%%
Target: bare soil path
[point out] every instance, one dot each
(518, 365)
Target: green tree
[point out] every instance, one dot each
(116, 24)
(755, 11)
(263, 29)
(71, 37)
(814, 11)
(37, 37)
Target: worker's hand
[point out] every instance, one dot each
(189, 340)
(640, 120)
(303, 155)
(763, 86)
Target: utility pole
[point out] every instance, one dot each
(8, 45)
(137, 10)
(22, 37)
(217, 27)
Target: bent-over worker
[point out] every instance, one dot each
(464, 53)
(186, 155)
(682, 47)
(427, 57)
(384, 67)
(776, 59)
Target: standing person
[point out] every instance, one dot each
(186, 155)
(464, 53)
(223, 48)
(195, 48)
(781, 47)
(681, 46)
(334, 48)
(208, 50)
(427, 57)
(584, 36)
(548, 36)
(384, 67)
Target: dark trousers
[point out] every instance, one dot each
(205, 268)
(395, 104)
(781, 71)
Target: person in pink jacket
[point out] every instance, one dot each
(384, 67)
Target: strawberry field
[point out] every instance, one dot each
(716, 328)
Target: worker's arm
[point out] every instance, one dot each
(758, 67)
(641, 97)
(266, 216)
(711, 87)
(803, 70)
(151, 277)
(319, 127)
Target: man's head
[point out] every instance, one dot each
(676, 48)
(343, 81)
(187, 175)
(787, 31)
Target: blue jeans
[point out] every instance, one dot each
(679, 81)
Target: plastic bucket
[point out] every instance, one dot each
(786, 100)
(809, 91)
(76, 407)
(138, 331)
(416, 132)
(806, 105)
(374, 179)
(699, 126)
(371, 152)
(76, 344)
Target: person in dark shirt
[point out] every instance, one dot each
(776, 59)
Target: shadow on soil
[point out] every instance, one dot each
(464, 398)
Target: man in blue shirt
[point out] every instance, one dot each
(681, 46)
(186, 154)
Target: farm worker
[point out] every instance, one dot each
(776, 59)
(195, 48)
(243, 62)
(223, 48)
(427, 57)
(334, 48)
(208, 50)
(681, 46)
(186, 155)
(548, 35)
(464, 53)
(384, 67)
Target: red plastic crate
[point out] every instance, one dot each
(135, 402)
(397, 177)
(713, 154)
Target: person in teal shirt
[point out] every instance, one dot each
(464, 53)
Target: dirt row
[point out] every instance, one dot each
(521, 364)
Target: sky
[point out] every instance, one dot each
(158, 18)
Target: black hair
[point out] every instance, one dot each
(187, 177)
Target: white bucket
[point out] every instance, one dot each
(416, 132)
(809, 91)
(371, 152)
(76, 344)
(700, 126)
%%
• _What needs to be done_
Reproduce the records word for word, starting with the line that contains "Target: dirt row" and continuing through the end of the records, with both ends included.

• _Answer to the task_
Target: dirt row
[point out] every instance, one dot each
(521, 364)
Target: sky
[point out] every instance, one dot each
(158, 18)
Target: black hair
[point out] every instance, one dot each
(187, 177)
Target: white bucket
[point out] every instance, one dot each
(416, 132)
(809, 91)
(371, 152)
(76, 344)
(700, 126)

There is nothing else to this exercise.